Exercise objective
Render every line of the listing below as a numbered list, skipping any blank lines. Leave the pictures out.

━━━━━ Recorded information ━━━━━

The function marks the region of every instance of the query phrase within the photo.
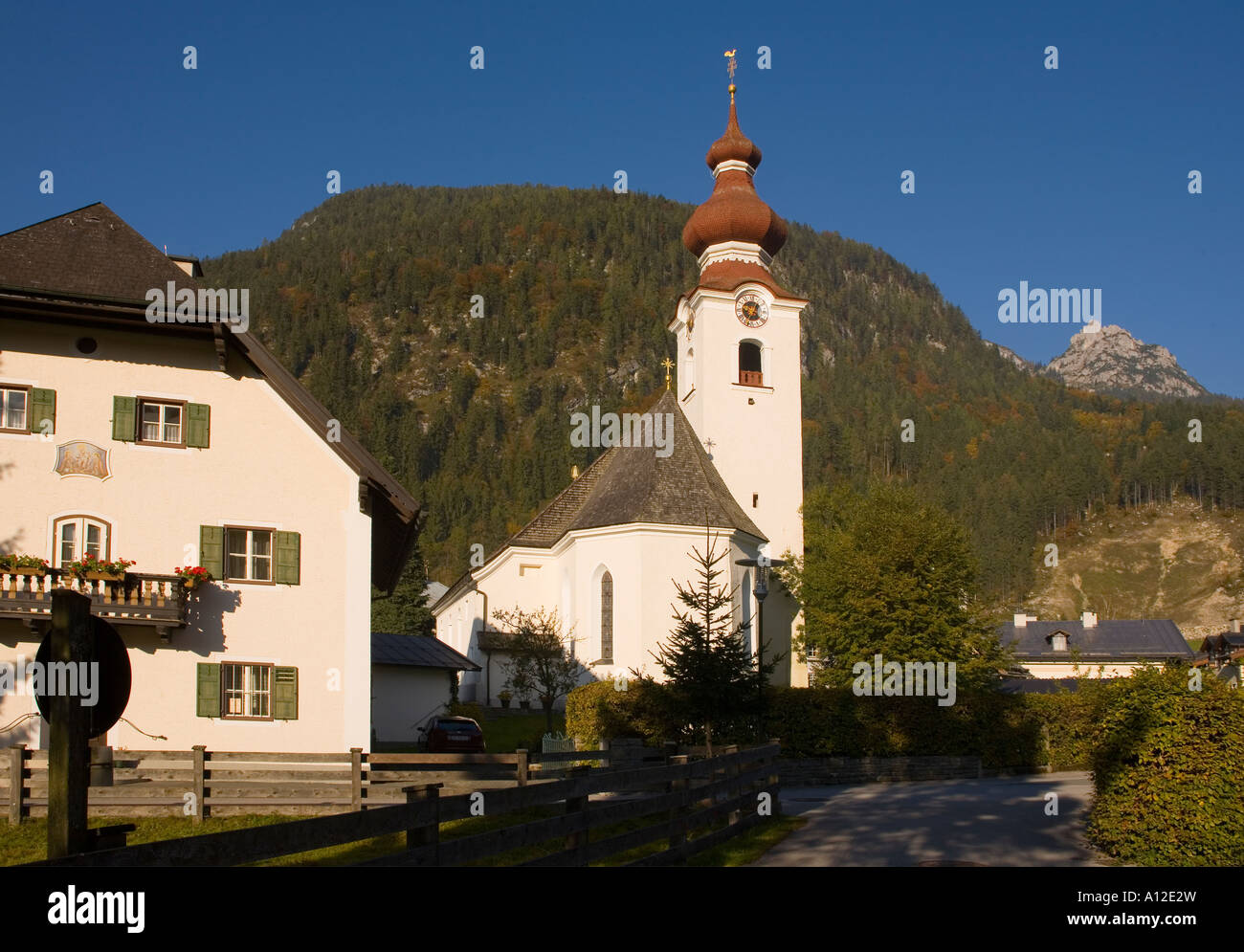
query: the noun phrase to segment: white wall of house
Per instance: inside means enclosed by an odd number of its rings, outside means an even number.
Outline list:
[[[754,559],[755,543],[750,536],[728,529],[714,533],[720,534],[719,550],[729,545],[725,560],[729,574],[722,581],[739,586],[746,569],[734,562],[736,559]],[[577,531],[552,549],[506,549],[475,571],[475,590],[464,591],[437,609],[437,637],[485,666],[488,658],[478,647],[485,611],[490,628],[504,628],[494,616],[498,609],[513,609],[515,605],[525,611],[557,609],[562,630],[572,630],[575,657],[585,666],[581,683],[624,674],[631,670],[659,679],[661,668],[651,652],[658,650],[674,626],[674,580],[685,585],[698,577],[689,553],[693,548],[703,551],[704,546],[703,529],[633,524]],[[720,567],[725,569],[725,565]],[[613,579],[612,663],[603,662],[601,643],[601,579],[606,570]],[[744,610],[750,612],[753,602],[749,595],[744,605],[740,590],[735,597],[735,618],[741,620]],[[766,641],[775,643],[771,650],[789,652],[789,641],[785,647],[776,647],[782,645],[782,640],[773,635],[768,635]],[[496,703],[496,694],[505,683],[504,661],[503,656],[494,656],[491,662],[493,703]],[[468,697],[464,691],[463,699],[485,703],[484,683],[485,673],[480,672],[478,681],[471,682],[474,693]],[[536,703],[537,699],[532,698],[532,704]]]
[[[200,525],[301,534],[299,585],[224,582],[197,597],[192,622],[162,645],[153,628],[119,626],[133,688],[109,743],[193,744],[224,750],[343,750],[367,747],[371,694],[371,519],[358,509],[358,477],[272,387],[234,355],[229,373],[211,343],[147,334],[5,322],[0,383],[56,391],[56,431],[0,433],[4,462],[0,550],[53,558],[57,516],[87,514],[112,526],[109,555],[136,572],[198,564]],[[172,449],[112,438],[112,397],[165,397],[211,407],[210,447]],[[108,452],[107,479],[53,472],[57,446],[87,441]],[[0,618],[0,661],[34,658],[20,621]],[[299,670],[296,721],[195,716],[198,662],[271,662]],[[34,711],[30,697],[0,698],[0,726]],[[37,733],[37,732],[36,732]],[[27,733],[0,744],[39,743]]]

━━━━━

The solution
1. The function marks the region of every instance of the query phrase within the photo.
2. query: the noun phrase to segment: white wall of house
3. Per instance: inside means enclosed by an odd number of its rings, outside means an even number.
4. Outline list:
5. [[[754,559],[755,543],[750,536],[728,529],[714,533],[720,534],[719,550],[729,545],[725,560],[729,574],[722,581],[739,586],[746,569],[734,562],[736,559]],[[577,531],[552,549],[506,549],[475,571],[475,590],[464,591],[437,609],[437,637],[485,666],[488,658],[478,647],[485,611],[490,628],[504,628],[494,616],[498,609],[513,609],[515,605],[525,611],[557,609],[562,630],[572,630],[575,657],[585,666],[581,683],[624,674],[631,670],[659,679],[661,668],[651,652],[658,650],[674,626],[674,580],[685,585],[698,577],[689,553],[693,548],[703,551],[704,546],[703,529],[633,524]],[[720,567],[725,569],[725,565]],[[613,579],[612,663],[603,662],[601,643],[601,579],[606,570]],[[744,610],[750,612],[753,602],[749,595],[744,605],[740,590],[735,597],[735,618],[741,620]],[[766,641],[775,643],[771,650],[789,652],[789,641],[785,647],[776,647],[782,645],[782,640],[773,635],[768,635]],[[496,703],[496,694],[505,683],[504,661],[503,656],[494,656],[491,662],[493,703]],[[468,697],[464,691],[463,699],[485,703],[484,683],[485,673],[480,672],[478,681],[471,682],[474,693]],[[536,703],[537,699],[532,698],[532,704]]]
6. [[[200,525],[301,534],[299,585],[224,582],[197,597],[192,622],[162,645],[153,628],[119,626],[133,688],[109,743],[193,744],[224,750],[343,750],[367,747],[371,694],[371,519],[358,509],[358,477],[272,387],[234,355],[229,373],[211,343],[147,334],[5,322],[0,383],[56,391],[56,431],[0,433],[4,462],[0,550],[53,558],[57,516],[87,514],[112,526],[109,555],[136,572],[198,564]],[[172,449],[112,438],[112,397],[165,397],[211,407],[210,447]],[[108,452],[107,479],[53,472],[57,446],[87,441]],[[0,618],[0,661],[34,658],[20,621]],[[299,670],[296,721],[195,716],[198,662],[271,662]],[[34,711],[30,697],[0,698],[0,726]],[[37,733],[37,732],[36,732]],[[27,733],[0,744],[39,743]]]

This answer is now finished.